* **Set task**
Rewrite the material from the line with "Would you kindly point at the lake" through the end, changing every "dot" to "mark" and leaving all else as it stands. Return only those lines.

** START OF Exercise materials **

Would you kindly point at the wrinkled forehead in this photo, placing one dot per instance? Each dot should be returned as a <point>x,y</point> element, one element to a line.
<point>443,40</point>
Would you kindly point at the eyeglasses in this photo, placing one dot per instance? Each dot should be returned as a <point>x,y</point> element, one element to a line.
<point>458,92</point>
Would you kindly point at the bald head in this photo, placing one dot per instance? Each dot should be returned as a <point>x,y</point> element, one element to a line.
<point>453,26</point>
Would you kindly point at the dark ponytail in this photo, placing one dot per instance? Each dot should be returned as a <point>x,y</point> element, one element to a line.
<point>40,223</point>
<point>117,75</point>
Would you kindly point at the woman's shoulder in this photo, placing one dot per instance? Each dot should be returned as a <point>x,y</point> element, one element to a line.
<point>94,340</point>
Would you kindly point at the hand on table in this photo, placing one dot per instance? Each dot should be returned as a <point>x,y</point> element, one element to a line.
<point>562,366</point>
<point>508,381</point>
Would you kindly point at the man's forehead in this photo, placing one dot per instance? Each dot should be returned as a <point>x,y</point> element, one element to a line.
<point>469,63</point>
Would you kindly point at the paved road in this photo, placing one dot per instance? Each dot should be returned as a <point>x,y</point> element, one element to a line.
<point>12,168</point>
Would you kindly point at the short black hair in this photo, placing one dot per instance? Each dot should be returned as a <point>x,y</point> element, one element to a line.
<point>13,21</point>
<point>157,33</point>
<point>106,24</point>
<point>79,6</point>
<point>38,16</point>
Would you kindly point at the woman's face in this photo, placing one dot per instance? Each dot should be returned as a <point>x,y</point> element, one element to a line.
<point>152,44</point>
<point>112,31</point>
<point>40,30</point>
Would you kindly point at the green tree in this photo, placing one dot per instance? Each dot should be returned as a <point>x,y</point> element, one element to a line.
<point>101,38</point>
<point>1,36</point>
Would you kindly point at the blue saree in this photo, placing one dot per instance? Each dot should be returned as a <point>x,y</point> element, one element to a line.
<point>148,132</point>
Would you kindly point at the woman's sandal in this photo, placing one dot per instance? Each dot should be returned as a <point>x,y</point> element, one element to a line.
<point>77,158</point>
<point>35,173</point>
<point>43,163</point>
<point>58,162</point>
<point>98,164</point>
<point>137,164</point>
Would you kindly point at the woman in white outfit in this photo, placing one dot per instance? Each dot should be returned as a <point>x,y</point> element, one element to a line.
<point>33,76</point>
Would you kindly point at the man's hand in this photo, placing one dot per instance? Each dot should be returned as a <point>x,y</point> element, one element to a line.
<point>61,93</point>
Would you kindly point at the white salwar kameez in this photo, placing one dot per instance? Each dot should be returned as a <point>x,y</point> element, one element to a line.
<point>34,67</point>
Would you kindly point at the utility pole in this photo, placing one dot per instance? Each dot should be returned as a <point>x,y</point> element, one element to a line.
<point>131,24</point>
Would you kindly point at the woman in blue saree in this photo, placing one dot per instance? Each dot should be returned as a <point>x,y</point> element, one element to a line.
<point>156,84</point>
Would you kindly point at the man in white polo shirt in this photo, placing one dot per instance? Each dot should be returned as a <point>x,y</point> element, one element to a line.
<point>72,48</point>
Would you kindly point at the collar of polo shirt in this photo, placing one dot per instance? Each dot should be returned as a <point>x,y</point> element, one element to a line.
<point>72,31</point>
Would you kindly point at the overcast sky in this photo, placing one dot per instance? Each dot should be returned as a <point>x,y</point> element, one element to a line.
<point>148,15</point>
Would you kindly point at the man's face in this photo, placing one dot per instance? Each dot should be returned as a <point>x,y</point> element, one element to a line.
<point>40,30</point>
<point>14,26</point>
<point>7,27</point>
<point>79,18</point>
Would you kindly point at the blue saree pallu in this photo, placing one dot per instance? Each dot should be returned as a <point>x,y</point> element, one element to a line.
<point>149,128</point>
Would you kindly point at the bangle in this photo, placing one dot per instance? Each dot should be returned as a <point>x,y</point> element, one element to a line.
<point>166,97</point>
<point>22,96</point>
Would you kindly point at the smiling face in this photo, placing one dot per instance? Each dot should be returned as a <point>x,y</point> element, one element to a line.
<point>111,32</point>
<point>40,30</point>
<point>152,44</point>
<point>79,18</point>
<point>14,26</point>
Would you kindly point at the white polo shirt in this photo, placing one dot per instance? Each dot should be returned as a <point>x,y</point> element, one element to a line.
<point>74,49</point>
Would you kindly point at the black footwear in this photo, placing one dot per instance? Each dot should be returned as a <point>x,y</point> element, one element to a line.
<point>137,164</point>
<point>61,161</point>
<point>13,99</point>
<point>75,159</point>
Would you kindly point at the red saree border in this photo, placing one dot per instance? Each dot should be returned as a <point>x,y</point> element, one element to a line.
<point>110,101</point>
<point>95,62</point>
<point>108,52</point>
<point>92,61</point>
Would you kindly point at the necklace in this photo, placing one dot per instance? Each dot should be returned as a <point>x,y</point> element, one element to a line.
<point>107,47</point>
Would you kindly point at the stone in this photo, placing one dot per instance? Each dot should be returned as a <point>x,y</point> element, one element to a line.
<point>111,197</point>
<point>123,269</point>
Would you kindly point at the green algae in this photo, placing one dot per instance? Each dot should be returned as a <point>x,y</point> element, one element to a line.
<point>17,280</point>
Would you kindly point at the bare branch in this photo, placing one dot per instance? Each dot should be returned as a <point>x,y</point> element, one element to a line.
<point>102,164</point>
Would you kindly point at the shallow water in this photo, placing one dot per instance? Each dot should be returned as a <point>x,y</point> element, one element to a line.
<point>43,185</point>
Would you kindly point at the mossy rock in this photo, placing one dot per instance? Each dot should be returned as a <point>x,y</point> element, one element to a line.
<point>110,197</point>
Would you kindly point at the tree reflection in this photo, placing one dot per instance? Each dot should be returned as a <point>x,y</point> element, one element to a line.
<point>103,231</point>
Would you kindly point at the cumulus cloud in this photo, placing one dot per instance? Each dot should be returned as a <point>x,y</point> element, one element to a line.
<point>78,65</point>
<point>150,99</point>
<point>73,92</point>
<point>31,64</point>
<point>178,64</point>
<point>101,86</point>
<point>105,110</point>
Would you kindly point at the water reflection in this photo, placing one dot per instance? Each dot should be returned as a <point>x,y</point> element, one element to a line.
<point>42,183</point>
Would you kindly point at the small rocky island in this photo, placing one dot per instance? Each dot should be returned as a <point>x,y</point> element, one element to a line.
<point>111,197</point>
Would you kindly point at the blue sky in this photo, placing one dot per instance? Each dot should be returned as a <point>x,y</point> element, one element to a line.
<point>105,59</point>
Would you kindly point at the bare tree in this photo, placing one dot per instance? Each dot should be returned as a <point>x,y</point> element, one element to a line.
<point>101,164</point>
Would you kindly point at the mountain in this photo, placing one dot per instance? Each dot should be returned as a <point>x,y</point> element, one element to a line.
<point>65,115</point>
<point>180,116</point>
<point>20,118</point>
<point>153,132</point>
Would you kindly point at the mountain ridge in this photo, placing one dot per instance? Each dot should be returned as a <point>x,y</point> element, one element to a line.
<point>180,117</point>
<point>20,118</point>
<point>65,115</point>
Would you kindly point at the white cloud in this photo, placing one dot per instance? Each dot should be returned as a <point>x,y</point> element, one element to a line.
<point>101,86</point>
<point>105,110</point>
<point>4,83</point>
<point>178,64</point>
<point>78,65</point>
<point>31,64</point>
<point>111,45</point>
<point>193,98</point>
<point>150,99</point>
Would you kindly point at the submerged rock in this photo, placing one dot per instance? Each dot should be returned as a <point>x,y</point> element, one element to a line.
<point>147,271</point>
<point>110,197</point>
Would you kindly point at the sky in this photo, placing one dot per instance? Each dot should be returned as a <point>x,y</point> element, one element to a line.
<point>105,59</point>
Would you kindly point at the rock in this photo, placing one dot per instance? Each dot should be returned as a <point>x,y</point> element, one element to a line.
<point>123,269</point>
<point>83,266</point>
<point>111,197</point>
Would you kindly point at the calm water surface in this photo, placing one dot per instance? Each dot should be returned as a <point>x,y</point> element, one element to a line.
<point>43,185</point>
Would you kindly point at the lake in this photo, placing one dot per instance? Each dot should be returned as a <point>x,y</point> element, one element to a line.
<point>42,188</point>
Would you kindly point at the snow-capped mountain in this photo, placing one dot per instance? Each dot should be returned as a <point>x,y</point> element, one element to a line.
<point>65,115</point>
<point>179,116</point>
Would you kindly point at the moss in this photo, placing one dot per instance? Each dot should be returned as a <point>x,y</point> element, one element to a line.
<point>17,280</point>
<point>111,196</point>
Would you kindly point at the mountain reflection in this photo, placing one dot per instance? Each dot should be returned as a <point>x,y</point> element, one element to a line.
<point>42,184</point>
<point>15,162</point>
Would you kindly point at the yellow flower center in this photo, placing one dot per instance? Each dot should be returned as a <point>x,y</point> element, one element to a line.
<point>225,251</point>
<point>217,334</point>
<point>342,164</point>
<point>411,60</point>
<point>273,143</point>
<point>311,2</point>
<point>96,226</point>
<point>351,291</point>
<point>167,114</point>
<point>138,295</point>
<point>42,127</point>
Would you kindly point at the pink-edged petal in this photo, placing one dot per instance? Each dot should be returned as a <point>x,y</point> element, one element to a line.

** END OF Exercise materials **

* **Solution for this exercise**
Would you kindly point at the lake in this photo, placing one mark per instance? Each mark should be returned as a <point>x,y</point> element, one element to a line.
<point>42,188</point>
Would you kindly point at the snow-capped mountain in this photo, placing one mark per instance? Each mark should be returned as a <point>x,y</point> element, one element to a line.
<point>65,115</point>
<point>179,116</point>
Would you kindly point at the moss in this photo, placing one mark per instance? Each mark should be returned as a <point>x,y</point> element, one element to a line.
<point>17,280</point>
<point>111,196</point>
Would you kindly point at the mountain reflection in this photo, placing one mark per instance? Each mark should be returned as a <point>x,y</point> element, one element to a line.
<point>42,184</point>
<point>15,162</point>
Would you kindly point at the yellow flower center in this photo, placing one mark per instance? Each mark should be returned as a <point>x,y</point> element, one element to a line.
<point>225,251</point>
<point>217,334</point>
<point>342,164</point>
<point>411,60</point>
<point>273,143</point>
<point>311,2</point>
<point>96,226</point>
<point>351,291</point>
<point>167,114</point>
<point>138,295</point>
<point>42,127</point>
Would you kindly point at the pink-edged petal in this photo, placing one mark per instance? Each mark should be returned as a <point>x,y</point> element, one element to a line.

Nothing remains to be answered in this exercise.